### [Problem]
The output should be limited to the line holding "Wanted: one point per instance" and the lines after it through the end of the entries, each restated exactly.

####################

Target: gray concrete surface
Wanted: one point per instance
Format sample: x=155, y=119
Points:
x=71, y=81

####################

### [Your solution]
Wanted: one point per instance
Format sample: x=155, y=119
Points:
x=71, y=81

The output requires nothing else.